**TASK DESCRIPTION**
Rewrite the records below, changing every "segmenter" to "labeler" and leaving everything else unchanged.

**DATA FOR PROCESSING**
::::

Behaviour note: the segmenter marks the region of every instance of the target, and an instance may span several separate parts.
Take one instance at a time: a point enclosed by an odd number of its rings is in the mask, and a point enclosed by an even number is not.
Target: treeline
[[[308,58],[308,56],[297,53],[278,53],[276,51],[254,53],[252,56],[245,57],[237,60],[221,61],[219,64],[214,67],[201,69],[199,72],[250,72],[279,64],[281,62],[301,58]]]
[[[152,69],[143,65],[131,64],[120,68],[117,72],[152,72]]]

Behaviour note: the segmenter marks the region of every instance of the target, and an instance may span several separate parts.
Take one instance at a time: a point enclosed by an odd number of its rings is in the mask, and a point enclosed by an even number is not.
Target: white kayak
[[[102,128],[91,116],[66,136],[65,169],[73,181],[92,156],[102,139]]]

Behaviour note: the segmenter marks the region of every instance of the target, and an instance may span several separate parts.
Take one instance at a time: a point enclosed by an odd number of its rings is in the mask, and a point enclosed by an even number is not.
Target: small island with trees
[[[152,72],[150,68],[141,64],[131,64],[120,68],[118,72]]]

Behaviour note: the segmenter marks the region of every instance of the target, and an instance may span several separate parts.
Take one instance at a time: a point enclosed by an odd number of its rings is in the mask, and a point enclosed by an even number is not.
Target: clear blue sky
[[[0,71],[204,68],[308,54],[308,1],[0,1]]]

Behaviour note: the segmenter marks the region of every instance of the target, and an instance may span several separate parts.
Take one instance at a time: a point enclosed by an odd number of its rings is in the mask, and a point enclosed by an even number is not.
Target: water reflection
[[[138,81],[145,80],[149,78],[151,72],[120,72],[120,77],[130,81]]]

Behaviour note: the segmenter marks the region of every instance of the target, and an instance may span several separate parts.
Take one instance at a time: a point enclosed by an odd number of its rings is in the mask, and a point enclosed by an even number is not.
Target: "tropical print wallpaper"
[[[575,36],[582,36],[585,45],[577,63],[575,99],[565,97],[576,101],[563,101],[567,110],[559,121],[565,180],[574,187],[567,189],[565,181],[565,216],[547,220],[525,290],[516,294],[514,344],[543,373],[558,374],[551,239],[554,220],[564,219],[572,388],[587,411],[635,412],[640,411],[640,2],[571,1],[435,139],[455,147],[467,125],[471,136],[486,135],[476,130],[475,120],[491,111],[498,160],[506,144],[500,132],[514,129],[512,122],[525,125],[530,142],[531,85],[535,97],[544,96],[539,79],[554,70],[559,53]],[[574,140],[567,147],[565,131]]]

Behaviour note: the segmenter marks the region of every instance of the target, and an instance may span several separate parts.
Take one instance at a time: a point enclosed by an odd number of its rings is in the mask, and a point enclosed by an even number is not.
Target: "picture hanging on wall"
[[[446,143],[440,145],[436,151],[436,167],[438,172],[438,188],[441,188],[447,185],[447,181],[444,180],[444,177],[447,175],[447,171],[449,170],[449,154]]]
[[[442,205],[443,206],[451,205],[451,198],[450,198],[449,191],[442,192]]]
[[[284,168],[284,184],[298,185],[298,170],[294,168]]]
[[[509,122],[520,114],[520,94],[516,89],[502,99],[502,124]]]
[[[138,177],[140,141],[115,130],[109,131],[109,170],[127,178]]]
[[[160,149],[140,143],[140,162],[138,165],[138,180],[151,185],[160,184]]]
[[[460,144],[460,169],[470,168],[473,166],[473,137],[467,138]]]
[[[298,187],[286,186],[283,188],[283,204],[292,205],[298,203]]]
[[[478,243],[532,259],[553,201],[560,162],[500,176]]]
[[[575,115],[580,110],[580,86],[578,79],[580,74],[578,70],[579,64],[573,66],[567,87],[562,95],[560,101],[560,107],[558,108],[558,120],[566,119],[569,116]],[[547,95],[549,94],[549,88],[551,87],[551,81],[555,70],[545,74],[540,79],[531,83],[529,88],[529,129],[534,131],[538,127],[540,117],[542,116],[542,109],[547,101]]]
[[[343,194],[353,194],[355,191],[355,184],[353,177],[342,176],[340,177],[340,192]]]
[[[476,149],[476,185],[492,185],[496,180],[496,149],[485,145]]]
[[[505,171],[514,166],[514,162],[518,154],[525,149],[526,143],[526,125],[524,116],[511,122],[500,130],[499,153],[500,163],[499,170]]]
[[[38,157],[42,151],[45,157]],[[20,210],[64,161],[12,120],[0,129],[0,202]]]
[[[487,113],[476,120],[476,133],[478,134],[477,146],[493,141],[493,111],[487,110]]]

::::

**ANSWER FOR THE TASK**
Behaviour note: the labeler marks the region of every instance of the target, and an instance may span several separate parts.
Take one instance at a time: a point enclosed by an odd number of its rings is in the mask, and a point enclosed by an even number is not.
Target: treeline
[[[308,58],[308,56],[297,53],[278,53],[276,51],[254,53],[252,56],[245,57],[237,60],[221,61],[219,64],[214,67],[201,69],[199,72],[250,72],[279,64],[281,62],[301,58]]]
[[[152,69],[143,65],[131,64],[120,68],[117,72],[152,72]]]

Behaviour note: the labeler marks the region of every instance of the target, and an instance may span several separate parts.
Take one instance at a time: a point enclosed by an odd number of its rings is in the mask, and a point enclosed by an even number is not.
Target: white kayak
[[[102,128],[91,116],[66,136],[65,169],[73,181],[92,156],[102,139]]]

Behaviour note: the labeler marks the region of every instance of the target, and an instance may span several separate parts.
Take one instance at a time: a point enclosed by an odd number of its rings is in the mask, and a point enclosed by an even number is not.
Target: small island with trees
[[[152,72],[150,68],[141,64],[131,64],[120,68],[118,72]]]

Behaviour note: the labeler marks the region of every instance of the target, and an instance may span several separate parts.
Take one instance at a time: a point enclosed by an odd number of its rings is in the mask, and a point enclosed by an even number is not.
Target: clear blue sky
[[[0,71],[204,68],[308,54],[308,1],[0,1]]]

Behaviour note: the labeler marks the region of every instance of the target, and an instance may span several separate parts.
Take one instance at a time: a point enclosed by an odd number of its rings is in the mask, and a point enclosed by an even number is not.
Target: water reflection
[[[138,81],[145,80],[149,78],[151,72],[120,72],[120,77],[130,81]]]

Behaviour note: the labeler marks the region of every instance of the target, and an instance may span several separate parts.
Take one instance at a time: a point enclosed by an odd number of its rings is in the mask, and a point enclosed by an even number is not.
Target: "tropical print wallpaper"
[[[575,36],[582,36],[585,45],[577,63],[575,99],[565,97],[576,101],[563,101],[567,110],[559,121],[565,180],[574,187],[567,189],[565,181],[565,216],[547,220],[525,290],[516,294],[514,344],[543,373],[558,374],[551,239],[554,220],[564,219],[572,388],[587,411],[635,412],[640,411],[640,2],[571,1],[435,139],[455,147],[467,125],[471,136],[486,135],[476,130],[475,120],[491,111],[498,160],[506,144],[500,132],[514,129],[512,122],[525,125],[530,142],[531,85],[535,97],[544,96],[539,79],[554,70],[559,53]],[[574,140],[567,147],[565,131]]]

Behaviour note: the labeler marks the region of every instance of the target, and an instance may span several separate parts.
Take one instance at a time: a point enclosed by an odd number of its rings is in the mask, and a point enclosed by an even number is not.
Target: "picture hanging on wall"
[[[446,143],[440,145],[436,151],[436,167],[438,172],[438,188],[441,188],[447,185],[447,181],[444,180],[444,177],[447,175],[447,171],[449,170],[449,154]]]
[[[442,205],[443,206],[451,205],[451,198],[450,198],[449,191],[442,192]]]
[[[284,168],[284,184],[298,185],[298,170],[294,168]]]
[[[509,122],[520,114],[520,94],[516,89],[502,99],[502,124]]]
[[[138,177],[140,141],[115,130],[109,131],[109,170],[127,178]]]
[[[160,149],[140,143],[140,162],[138,165],[138,180],[151,185],[160,184]]]
[[[460,144],[460,169],[470,168],[473,166],[473,137],[467,138]]]
[[[298,187],[286,186],[283,188],[283,204],[292,205],[298,203]]]
[[[478,243],[532,259],[553,201],[560,162],[500,176]]]
[[[575,115],[580,110],[580,86],[578,79],[580,74],[578,70],[579,64],[573,66],[567,87],[562,95],[560,101],[560,107],[558,108],[558,120],[566,119],[569,116]],[[547,95],[549,94],[549,88],[551,87],[551,81],[555,70],[545,74],[540,79],[531,83],[529,88],[529,129],[534,131],[538,127],[540,117],[542,116],[542,109],[547,101]]]
[[[343,194],[353,194],[355,191],[355,184],[353,177],[342,176],[340,177],[340,192]]]
[[[476,149],[476,185],[492,185],[496,180],[496,149],[485,145]]]
[[[505,171],[514,166],[514,162],[518,154],[525,149],[526,143],[526,125],[524,116],[511,122],[500,130],[499,153],[500,163],[499,170]]]
[[[38,157],[42,151],[45,157]],[[20,210],[64,161],[12,120],[0,129],[0,202]]]
[[[487,113],[476,120],[476,133],[478,134],[477,146],[493,141],[493,111],[487,110]]]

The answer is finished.